**Aim of the task:**
Find each line in the material below that contains the word "subject", and copy those lines.
====================
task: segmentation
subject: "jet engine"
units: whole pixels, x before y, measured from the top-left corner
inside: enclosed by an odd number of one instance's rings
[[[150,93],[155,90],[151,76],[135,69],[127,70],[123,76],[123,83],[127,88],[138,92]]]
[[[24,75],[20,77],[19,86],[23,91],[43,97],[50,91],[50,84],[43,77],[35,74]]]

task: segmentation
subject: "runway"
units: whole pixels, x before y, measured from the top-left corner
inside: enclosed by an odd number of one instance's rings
====================
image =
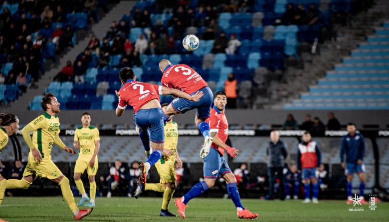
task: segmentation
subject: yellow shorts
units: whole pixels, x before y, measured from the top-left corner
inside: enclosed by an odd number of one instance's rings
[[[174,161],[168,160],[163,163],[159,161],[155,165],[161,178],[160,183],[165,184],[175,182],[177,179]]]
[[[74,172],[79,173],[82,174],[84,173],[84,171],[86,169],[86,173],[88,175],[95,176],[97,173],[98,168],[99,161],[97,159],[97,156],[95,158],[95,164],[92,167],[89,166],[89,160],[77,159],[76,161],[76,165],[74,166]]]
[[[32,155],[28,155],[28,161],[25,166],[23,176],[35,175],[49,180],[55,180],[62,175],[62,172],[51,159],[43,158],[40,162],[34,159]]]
====================
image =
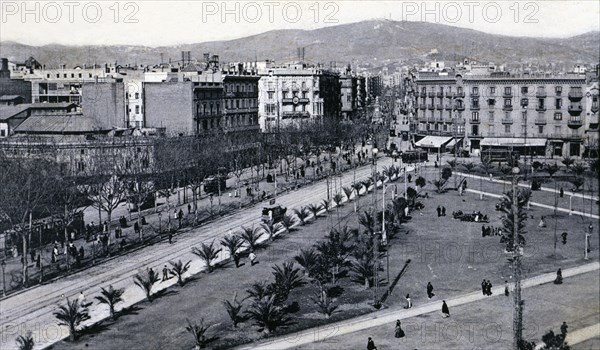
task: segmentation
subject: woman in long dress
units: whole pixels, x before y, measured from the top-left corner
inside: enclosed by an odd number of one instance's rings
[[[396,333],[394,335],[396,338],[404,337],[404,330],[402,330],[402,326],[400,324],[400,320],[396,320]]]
====================
**Full response:**
subject: "jet engine"
subject: "runway"
subject: yellow shorts
subject: woman in long dress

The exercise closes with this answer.